** Required task **
Rewrite all the lines below with every "Provide the bounding box" changed to "Give the box coordinates" and nothing else altered. Leave out the pictures.

(A run of lines)
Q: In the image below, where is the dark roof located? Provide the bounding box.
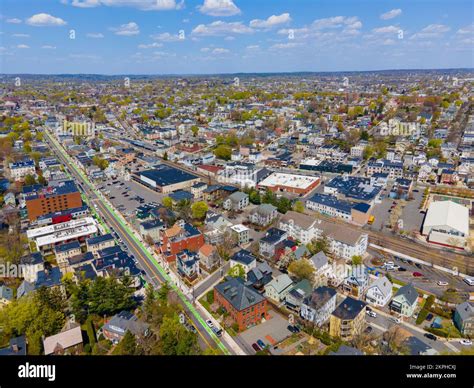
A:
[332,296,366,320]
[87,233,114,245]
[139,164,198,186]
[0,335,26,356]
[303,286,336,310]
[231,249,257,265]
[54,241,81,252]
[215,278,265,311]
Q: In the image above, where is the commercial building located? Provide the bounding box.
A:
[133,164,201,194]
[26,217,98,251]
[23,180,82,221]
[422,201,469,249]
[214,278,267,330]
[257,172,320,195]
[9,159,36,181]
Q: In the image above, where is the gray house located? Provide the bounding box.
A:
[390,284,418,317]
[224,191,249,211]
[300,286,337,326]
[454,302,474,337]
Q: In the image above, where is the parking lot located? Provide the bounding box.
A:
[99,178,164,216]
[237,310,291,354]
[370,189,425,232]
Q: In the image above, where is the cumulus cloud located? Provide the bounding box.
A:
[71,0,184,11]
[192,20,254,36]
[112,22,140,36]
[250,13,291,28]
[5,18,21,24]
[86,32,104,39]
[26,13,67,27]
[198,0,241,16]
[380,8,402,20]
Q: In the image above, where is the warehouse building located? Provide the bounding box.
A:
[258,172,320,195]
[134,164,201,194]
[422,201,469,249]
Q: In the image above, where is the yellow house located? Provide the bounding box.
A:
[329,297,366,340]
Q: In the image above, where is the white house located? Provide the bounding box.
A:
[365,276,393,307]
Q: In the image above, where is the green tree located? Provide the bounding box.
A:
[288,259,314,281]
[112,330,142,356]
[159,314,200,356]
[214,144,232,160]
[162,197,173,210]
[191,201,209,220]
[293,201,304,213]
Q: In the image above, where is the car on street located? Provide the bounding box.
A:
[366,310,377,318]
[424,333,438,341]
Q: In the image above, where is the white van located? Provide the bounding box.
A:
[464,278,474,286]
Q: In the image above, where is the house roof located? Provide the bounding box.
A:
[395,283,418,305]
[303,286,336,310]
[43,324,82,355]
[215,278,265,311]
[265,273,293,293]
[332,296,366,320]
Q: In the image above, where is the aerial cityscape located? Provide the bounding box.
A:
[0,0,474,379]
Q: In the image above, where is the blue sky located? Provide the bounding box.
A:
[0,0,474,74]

** Problem solution **
Q: In the image below, where is the dark roof located? Give the box coordinates.
A:
[332,296,366,320]
[87,233,114,245]
[139,164,198,186]
[0,335,26,356]
[303,286,336,310]
[231,249,257,265]
[54,241,81,252]
[215,278,265,311]
Q: In the image above, where is the commercial building located? Give the box coordinates.
A:
[133,164,201,194]
[26,217,98,251]
[23,180,82,221]
[422,201,469,249]
[214,278,267,330]
[257,172,320,195]
[9,159,36,181]
Q: In the image above, where is the gray house located? Give the box coordinates.
A:
[390,284,418,317]
[224,191,249,211]
[300,286,337,326]
[454,302,474,337]
Q: In the image above, where is the parking lot located? Give the box coordinates.
A:
[99,178,164,216]
[237,310,291,354]
[370,189,425,232]
Q: In the image above, where is the cumulus cloud located? Give the box coordinates.
A:
[71,0,184,11]
[192,20,254,36]
[112,22,140,36]
[250,13,291,28]
[5,18,21,24]
[86,32,104,39]
[26,13,67,27]
[198,0,241,16]
[380,8,402,20]
Q: In the image above, where is the warehouse building located? Give the box coordinates.
A:
[258,172,320,195]
[134,164,201,194]
[422,201,469,249]
Q: In the image above, where is the yellow house located? Give the box coordinates.
A:
[329,297,366,340]
Q: In the image above, where is the white house located? Give the box coordinates.
A:
[365,276,393,307]
Q: In the image above, where is the green tree located? Give the box coordinates.
A:
[288,259,314,281]
[112,330,142,356]
[159,314,200,356]
[214,144,232,160]
[162,197,173,210]
[191,201,209,220]
[293,201,304,213]
Q: In the image above, where is the car on street located? Give the box coordinates.
A:
[366,310,377,318]
[424,333,438,341]
Q: In the image above, where is the white van located? Give the box coordinates.
A:
[464,278,474,286]
Q: In the image above, where is the house roof located? Give the box coordinates.
A:
[395,283,418,305]
[303,286,336,310]
[43,324,82,355]
[215,278,265,311]
[265,273,293,293]
[332,296,366,320]
Q: In the image above, where is the aerial cityscape located? Give the box coordinates.
A:
[0,0,474,379]
Q: In the image above, where is the blue sky located? Give the box coordinates.
A:
[0,0,474,74]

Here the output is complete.